▸ Ваша задача
Перенесите все записи ниже в список JSON из строк: каждой строке записей должна соответствовать одна строка списка, пустые строки пропустите. Изображения в ответ не включайте.
══ Исходные данные
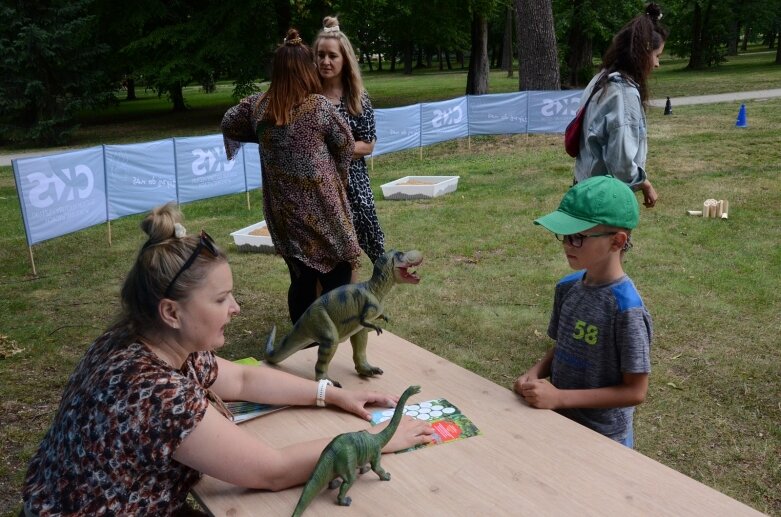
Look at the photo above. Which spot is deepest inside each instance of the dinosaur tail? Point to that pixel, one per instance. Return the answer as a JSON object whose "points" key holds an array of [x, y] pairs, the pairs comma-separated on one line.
{"points": [[268, 352], [320, 477], [385, 435]]}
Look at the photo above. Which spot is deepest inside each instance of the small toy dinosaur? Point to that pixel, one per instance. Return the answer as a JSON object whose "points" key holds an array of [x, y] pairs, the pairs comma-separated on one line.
{"points": [[346, 312], [348, 452]]}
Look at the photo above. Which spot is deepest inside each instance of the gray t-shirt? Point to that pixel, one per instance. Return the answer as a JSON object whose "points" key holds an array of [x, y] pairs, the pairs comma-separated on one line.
{"points": [[601, 332]]}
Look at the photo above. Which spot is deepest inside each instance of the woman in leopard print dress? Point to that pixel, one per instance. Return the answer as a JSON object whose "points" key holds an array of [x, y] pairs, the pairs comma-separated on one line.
{"points": [[305, 151], [343, 86]]}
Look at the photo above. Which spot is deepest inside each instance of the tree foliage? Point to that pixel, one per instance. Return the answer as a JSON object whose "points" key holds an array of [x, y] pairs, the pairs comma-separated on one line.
{"points": [[60, 57], [51, 68]]}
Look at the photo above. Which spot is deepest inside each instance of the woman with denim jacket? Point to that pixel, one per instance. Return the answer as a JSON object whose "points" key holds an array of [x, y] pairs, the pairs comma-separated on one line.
{"points": [[614, 139]]}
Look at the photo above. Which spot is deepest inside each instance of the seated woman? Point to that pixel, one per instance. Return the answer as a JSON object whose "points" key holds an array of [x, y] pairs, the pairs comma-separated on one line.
{"points": [[135, 428]]}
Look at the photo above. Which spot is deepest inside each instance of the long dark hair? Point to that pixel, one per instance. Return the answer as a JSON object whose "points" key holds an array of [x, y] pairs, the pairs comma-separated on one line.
{"points": [[630, 52], [293, 78]]}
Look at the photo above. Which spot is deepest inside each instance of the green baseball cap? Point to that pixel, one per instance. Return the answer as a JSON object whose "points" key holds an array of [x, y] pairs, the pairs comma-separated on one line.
════
▸ Правильный результат
[
  "Look at the photo above. Which spot is deepest inside each instance of the dinosaur tail? Point to that pixel, one per instance. Return the answer as a JSON object whose \"points\" key holds an array of [x, y] pairs, the pairs comma-separated on one line.",
  "{\"points\": [[268, 352], [320, 477], [385, 435]]}",
  "Look at the photo above. Which spot is deepest inside each instance of the small toy dinosaur? Point to that pixel, one per instance. Return the answer as a JSON object whose \"points\" key holds an array of [x, y] pairs, the pairs comma-separated on one line.",
  "{\"points\": [[346, 312], [348, 452]]}",
  "Look at the photo above. Which spot is deepest inside each instance of the gray t-shirt? Point to that pixel, one per instance. Return the answer as a JSON object whose \"points\" key holds an array of [x, y] pairs, the pairs comma-separated on one line.",
  "{\"points\": [[601, 332]]}",
  "Look at the photo above. Which spot is deepest inside each instance of the woman in leopard print dress? Point to that pixel, one per instance. Return the answer as a JSON object whose \"points\" key holds an array of [x, y] pairs, the pairs comma-separated on one line.",
  "{\"points\": [[305, 151], [343, 86]]}",
  "Look at the photo above. Which spot is deepest inside each instance of the tree foliage? Point to that pixel, one per instance. Return the answer as a JSON object whose \"points\" key holds an array of [x, y] pairs, the pairs comma-separated on one line.",
  "{\"points\": [[60, 57], [51, 68]]}",
  "Look at the photo above. Which spot is deepest inside each instance of the woman with denim jacket? Point to that pixel, one per instance. Return the answer as a JSON object whose \"points\" key holds an array of [x, y] pairs, the pairs comma-separated on one line.",
  "{\"points\": [[614, 139]]}",
  "Look at the photo above. Which spot is deepest inside each instance of the seated woman? Point to that pixel, one per instance. Return the answer as a JSON object whose \"points\" key holds an array of [x, y] pairs, the pairs comma-separated on one line.",
  "{\"points\": [[135, 428]]}",
  "Look at the photo above. Which spot is deepest inside each instance of the long dark hair? Point to that pixel, one per instance. Return the answer as a JSON object whose \"points\" key holds an array of [x, y] pairs, the pairs comma-separated on one line.",
  "{\"points\": [[630, 52], [293, 78]]}",
  "Look at the photo above. Which spot is deepest inside each instance of the green baseball cap? Point to that pixel, one per instance. Return the answer as a JSON object whose \"points\" key holds an array of [x, y] pairs, the pairs comma-separated on one line."
]